• [Problem requirements]: What is needed is an exact copy of the lines in the listing below, from the one with "Each instance of the white ceiling" up to and including the one with "Each instance of the soap", with no other lines.

• [Dataset extract]:
BEGIN
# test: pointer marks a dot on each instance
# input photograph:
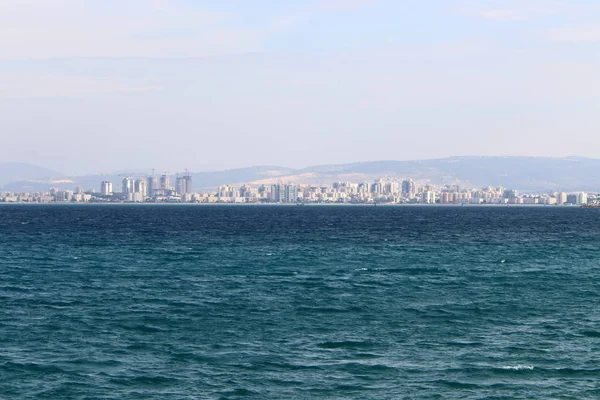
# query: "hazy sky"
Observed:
(97, 86)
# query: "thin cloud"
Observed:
(25, 85)
(510, 10)
(575, 34)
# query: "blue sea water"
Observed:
(276, 302)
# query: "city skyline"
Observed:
(159, 189)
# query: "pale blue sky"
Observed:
(96, 86)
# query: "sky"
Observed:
(92, 86)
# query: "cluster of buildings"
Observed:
(381, 191)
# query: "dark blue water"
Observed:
(267, 302)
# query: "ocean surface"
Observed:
(299, 302)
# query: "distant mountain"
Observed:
(521, 173)
(12, 172)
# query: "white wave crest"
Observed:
(518, 367)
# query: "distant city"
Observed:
(164, 189)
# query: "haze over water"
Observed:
(272, 302)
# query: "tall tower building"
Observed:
(128, 185)
(140, 187)
(106, 188)
(152, 186)
(409, 188)
(165, 183)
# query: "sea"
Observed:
(299, 302)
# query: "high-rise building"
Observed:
(284, 193)
(106, 188)
(409, 188)
(165, 183)
(184, 184)
(140, 187)
(128, 185)
(428, 197)
(582, 198)
(152, 186)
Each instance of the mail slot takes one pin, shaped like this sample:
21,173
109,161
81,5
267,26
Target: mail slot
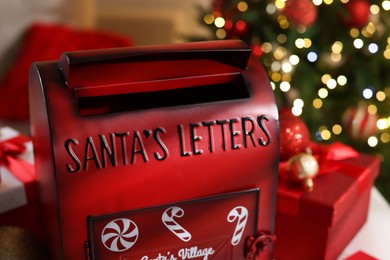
156,152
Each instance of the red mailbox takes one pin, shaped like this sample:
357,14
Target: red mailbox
159,152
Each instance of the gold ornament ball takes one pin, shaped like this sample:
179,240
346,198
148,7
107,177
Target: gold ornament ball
303,168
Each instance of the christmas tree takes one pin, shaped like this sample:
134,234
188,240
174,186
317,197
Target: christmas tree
327,60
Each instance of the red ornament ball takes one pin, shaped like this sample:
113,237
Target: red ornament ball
358,13
359,123
294,135
300,12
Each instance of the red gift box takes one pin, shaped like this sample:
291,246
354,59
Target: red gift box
319,224
18,191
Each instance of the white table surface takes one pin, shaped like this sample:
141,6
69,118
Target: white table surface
374,237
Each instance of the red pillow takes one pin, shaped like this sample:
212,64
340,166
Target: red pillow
44,42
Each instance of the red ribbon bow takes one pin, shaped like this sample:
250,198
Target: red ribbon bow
327,157
10,150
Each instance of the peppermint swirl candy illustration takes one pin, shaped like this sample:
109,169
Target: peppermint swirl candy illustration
119,235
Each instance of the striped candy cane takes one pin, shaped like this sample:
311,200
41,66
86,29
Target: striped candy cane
168,220
241,215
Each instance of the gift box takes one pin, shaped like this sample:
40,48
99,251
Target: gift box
319,224
18,191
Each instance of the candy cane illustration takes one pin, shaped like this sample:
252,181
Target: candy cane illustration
241,215
119,235
168,220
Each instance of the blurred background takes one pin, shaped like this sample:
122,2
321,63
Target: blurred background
328,60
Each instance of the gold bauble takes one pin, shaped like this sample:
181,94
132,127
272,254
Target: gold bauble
303,167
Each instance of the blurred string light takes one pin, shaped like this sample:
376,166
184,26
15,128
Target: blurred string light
283,62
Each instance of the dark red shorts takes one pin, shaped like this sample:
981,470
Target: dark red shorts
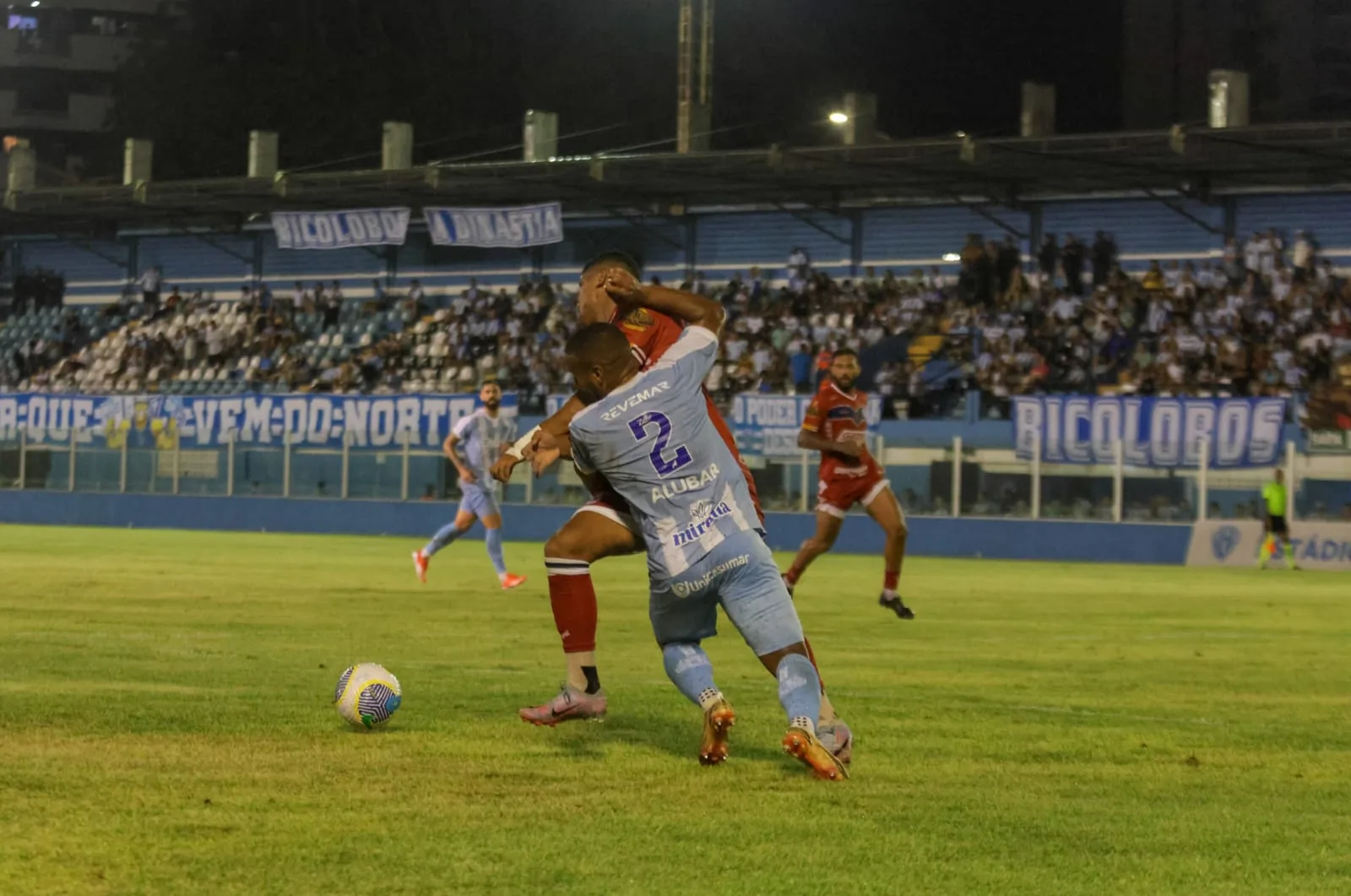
839,493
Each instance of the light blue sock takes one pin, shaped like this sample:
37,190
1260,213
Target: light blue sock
689,669
445,535
800,691
493,540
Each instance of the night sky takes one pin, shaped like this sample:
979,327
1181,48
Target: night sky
936,67
326,73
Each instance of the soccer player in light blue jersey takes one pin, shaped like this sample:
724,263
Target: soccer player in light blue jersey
648,436
481,436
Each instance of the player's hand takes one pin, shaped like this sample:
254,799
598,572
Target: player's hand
850,448
503,468
623,288
545,452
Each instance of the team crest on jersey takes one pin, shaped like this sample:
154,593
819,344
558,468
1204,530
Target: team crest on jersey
638,319
848,412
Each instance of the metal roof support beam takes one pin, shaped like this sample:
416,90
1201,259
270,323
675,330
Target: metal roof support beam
214,243
807,220
1182,213
637,223
112,260
990,216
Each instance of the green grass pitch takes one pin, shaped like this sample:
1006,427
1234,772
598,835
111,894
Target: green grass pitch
166,727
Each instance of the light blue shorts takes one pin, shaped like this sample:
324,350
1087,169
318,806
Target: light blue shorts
741,576
479,500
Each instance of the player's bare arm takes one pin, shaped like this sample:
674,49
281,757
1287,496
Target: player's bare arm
529,445
817,443
695,311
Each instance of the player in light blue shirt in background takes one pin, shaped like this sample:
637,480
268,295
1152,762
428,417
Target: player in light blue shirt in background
648,436
481,436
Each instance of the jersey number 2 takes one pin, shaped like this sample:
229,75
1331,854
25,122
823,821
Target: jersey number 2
664,465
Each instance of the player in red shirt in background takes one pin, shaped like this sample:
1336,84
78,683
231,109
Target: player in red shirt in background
603,527
849,475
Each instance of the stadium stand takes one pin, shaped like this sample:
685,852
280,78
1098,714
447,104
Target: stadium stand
1267,317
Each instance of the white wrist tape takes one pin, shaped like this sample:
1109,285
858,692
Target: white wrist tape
522,443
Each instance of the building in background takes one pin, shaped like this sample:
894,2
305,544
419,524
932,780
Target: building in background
1296,52
57,67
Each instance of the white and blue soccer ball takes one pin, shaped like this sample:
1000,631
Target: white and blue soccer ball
368,695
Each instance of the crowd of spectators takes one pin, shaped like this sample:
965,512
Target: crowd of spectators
1265,318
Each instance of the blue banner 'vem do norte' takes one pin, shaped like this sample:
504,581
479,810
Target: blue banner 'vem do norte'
1153,432
306,421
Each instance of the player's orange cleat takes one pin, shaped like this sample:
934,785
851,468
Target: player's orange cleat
803,747
718,725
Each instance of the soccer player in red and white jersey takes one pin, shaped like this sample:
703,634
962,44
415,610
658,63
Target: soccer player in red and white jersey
849,475
603,527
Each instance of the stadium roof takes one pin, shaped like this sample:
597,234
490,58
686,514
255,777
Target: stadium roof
996,172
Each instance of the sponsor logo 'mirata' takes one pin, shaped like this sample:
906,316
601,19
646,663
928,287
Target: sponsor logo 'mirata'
634,400
695,585
703,519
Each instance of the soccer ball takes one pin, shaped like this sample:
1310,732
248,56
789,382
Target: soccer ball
368,695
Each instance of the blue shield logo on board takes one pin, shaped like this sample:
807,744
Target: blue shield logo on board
1224,540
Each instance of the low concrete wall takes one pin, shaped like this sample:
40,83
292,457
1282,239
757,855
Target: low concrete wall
930,535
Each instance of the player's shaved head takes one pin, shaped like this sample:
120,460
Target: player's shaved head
594,304
614,258
600,360
844,368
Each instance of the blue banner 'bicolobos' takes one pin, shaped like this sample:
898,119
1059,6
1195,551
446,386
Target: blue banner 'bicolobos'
1154,432
768,425
342,230
513,227
306,421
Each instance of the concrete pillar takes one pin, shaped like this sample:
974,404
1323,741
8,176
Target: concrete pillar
24,166
540,135
1038,110
861,128
137,157
1229,98
263,155
398,149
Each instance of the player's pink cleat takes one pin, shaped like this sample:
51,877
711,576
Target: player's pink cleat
803,747
837,738
569,706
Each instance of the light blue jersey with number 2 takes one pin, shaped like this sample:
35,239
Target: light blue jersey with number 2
655,445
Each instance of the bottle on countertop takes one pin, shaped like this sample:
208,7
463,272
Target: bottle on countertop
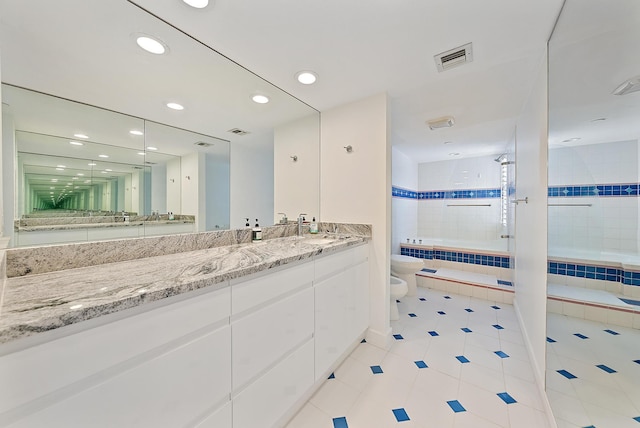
256,233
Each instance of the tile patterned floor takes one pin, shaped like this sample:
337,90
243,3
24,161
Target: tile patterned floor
456,361
593,374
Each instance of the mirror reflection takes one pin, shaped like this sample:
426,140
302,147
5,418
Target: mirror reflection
593,321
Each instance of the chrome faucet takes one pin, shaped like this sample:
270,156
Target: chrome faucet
300,218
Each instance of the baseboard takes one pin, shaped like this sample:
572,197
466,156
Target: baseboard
537,373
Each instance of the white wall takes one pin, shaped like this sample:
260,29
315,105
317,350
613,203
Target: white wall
174,187
611,222
356,188
438,219
531,223
252,179
297,183
404,212
217,191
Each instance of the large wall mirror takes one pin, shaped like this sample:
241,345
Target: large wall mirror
98,153
593,323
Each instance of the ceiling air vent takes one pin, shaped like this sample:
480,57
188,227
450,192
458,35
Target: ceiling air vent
238,131
203,144
454,57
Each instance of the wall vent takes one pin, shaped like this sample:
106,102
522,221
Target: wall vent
238,131
454,57
203,144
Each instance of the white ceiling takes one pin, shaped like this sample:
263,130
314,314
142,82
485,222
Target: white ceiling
358,48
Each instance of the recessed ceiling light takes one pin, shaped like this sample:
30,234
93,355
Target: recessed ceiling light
306,77
260,99
151,44
198,4
175,106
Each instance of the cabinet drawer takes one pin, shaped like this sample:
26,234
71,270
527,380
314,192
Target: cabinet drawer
56,364
168,391
251,293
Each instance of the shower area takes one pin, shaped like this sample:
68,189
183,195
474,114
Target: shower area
593,174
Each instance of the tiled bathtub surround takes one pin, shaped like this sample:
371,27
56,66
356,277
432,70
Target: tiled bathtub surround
476,258
445,194
33,260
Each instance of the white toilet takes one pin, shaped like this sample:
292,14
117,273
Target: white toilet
397,290
405,267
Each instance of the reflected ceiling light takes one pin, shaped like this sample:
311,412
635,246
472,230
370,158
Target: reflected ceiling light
175,106
198,4
151,44
628,86
306,77
260,99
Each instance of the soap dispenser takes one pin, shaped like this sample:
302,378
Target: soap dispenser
256,233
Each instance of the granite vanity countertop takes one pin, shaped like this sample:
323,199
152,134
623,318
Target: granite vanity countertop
40,302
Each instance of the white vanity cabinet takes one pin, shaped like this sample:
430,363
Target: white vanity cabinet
244,356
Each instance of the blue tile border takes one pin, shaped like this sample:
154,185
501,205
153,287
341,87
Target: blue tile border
400,192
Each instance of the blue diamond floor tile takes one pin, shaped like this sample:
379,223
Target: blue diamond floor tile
421,364
506,398
606,369
400,414
340,423
456,406
567,374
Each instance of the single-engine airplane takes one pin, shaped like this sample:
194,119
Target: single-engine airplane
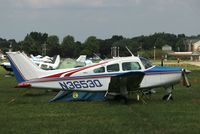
116,76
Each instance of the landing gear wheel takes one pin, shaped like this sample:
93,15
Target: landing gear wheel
167,97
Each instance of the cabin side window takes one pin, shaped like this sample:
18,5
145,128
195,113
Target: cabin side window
145,62
126,66
113,68
99,70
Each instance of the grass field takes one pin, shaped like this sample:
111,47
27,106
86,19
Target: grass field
27,111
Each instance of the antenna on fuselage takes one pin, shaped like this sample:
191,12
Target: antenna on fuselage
129,51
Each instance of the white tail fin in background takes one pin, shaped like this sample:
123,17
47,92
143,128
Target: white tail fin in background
24,69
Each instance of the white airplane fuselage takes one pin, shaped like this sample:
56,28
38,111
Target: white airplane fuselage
96,77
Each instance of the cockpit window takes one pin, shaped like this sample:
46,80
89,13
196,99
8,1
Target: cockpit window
113,68
99,70
130,66
146,63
END
• [Your response]:
Each instance of the white ceiling takes one pin, shaped like this sample:
263,130
314,314
142,82
485,222
Target: white ceiling
358,48
Each instance of the recessed ceiling light takes one pin, shaped like this sample:
30,234
93,355
Target: recessed ceiling light
306,77
260,99
151,44
198,4
175,106
Each instance of the cabinet drawer takes one pin, shaped like this sample:
26,234
71,270
527,380
314,192
Target: cabinet drawer
56,364
168,391
251,293
Each instance of the shower area takes one pin, shaped like this sample:
68,189
183,195
474,114
Target: shower area
593,174
Each instance of the tiled bathtub surround takes one pin, shaped like this sample:
371,27
56,66
356,277
432,70
Target: tiled bathtub surround
476,258
445,194
33,260
Each instance of the white toilet takes one pin, shaped like this sample:
292,14
117,273
Target: white toilet
397,290
405,267
Each instance of the reflected ceiling light takes one pin, shaped like this sample:
311,412
635,246
472,230
370,158
Target: reflected ceiling light
175,106
198,4
151,44
628,86
306,77
260,99
Each instance of the soap dispenser takes one pin, shaped like this sample:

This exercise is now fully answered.